> **REQUIRED ACTION**
Leave the pictures out and return every line below exactly.

-- -- --

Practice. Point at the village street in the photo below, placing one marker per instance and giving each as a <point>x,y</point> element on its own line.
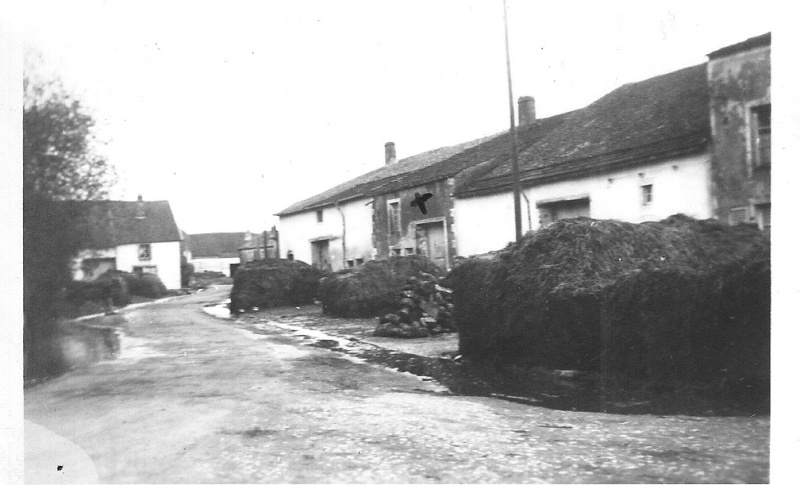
<point>193,398</point>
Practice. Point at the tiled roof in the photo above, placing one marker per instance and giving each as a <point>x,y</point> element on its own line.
<point>215,244</point>
<point>664,116</point>
<point>111,223</point>
<point>402,174</point>
<point>762,40</point>
<point>429,166</point>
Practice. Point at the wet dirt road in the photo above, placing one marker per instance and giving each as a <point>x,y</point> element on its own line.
<point>198,399</point>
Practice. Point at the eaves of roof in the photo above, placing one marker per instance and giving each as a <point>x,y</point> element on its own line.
<point>604,163</point>
<point>763,40</point>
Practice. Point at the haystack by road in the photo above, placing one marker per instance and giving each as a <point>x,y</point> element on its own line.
<point>372,289</point>
<point>268,283</point>
<point>670,301</point>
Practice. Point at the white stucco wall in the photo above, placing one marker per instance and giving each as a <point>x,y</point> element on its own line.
<point>297,230</point>
<point>75,264</point>
<point>681,185</point>
<point>166,256</point>
<point>222,265</point>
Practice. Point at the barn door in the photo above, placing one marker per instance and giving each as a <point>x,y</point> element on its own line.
<point>320,255</point>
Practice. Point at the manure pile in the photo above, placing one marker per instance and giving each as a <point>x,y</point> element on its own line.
<point>372,289</point>
<point>268,283</point>
<point>424,309</point>
<point>678,300</point>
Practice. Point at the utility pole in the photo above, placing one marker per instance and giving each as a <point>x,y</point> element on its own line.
<point>513,133</point>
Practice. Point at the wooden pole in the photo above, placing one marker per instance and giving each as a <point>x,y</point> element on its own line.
<point>513,133</point>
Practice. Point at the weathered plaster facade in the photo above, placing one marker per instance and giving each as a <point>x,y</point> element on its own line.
<point>740,85</point>
<point>678,185</point>
<point>428,234</point>
<point>344,232</point>
<point>164,260</point>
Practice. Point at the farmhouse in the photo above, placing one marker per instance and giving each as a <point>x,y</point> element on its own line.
<point>138,237</point>
<point>695,141</point>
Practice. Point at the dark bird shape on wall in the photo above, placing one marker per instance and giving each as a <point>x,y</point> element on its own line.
<point>419,201</point>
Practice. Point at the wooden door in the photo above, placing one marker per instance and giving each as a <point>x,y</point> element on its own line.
<point>431,242</point>
<point>320,255</point>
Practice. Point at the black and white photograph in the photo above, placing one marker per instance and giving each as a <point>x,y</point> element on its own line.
<point>473,241</point>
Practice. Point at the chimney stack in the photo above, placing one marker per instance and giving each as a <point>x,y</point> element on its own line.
<point>391,155</point>
<point>140,209</point>
<point>527,110</point>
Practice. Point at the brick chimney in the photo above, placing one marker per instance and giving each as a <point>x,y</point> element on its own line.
<point>391,155</point>
<point>527,110</point>
<point>140,209</point>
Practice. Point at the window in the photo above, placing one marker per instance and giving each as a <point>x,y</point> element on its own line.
<point>144,252</point>
<point>140,270</point>
<point>761,122</point>
<point>647,194</point>
<point>393,207</point>
<point>551,211</point>
<point>737,215</point>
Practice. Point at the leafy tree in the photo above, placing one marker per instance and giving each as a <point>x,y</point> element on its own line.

-- -- --

> **RESPONSE AREA**
Practice. Point at the village street in the photo below, placing one marker per instance and giving each as a <point>x,y</point> element on its own line.
<point>193,398</point>
Practice. Point at the tiled roof in the photo above, placing one marker per instance and giving each as a <point>x,y</point> element on its own line.
<point>215,244</point>
<point>664,116</point>
<point>111,223</point>
<point>402,174</point>
<point>762,40</point>
<point>429,166</point>
Practice. Point at the wet dirt road in the photo above, placing one marker per instance and giving each as a <point>x,y</point> element on its own line.
<point>198,399</point>
Practice. Point at the eaves of roof in the photo above, placing one marker per instance and giving each as a <point>x,y</point> element on its own line.
<point>604,163</point>
<point>763,40</point>
Practice. Point at the haystack by road in the photo above, placing one marker per instance and giving each as a <point>x,y</point> element on its own line.
<point>372,289</point>
<point>268,283</point>
<point>670,301</point>
Practice. Point at the white stucco wall in the photo above, placing one marker per instance and giving each as a <point>x,y</point> element on its own line.
<point>297,230</point>
<point>75,264</point>
<point>681,185</point>
<point>166,256</point>
<point>222,265</point>
Practice. Point at the barn door in the photo above, placing one marker per instance and giving each as a <point>x,y</point> element on its own line.
<point>320,255</point>
Practice. Point at the manure pile in the photo above, placing one marker per instance and giving each as a <point>x,y</point> element on its own line.
<point>372,289</point>
<point>268,283</point>
<point>424,309</point>
<point>678,300</point>
Practice. Point at the utility pole in the photo above, placing one marker per instance and giving each as a <point>x,y</point> element on its own line.
<point>513,133</point>
Practice. Point at the wooden pole in the photo above, placing one marker per instance and giving each as a <point>x,y</point> element on its own line.
<point>513,133</point>
Practice. Point at the weathered plaster facade in the photo above, placing one marker per instance and giving each as a <point>x,y</point> element on its own line.
<point>740,85</point>
<point>678,185</point>
<point>428,234</point>
<point>344,232</point>
<point>164,260</point>
Practice. Point at the farmhouse in the photo above, placing one marker per instance and giving each as a <point>x,y</point> element on its own line.
<point>138,237</point>
<point>695,141</point>
Practice. Point at the dark bird shape on wall in the photo above, placing one marker per instance and giving each as a <point>x,y</point> element on its own line.
<point>419,201</point>
Practice. Point at the wooden door in the photo above, placing one marker per instance and giving each as a <point>x,y</point> element on its own line.
<point>431,242</point>
<point>320,255</point>
Practice. Point at the black and white photograph in the photo above, placing one marker per instance and giving each as a <point>x,y</point> element on its own line.
<point>473,241</point>
Practice. Point at the chimney stack in the photo above, placing one marker per instance and giving each as a <point>x,y</point> element on its own line.
<point>391,155</point>
<point>140,209</point>
<point>527,110</point>
Practice. Point at the brick chimney in the photo above, placing one marker per instance and giving each as a <point>x,y</point> element on its own line.
<point>391,155</point>
<point>527,110</point>
<point>140,209</point>
Practice. Point at the window in the photo above, placing one marker per instance and giving each as a <point>x,y</point> element on its own line.
<point>144,252</point>
<point>140,270</point>
<point>761,122</point>
<point>647,194</point>
<point>393,207</point>
<point>551,211</point>
<point>737,215</point>
Practice. Point at the leafy tree in the photo above, placing one marker per instance and giving each as a <point>x,y</point> element on its own line.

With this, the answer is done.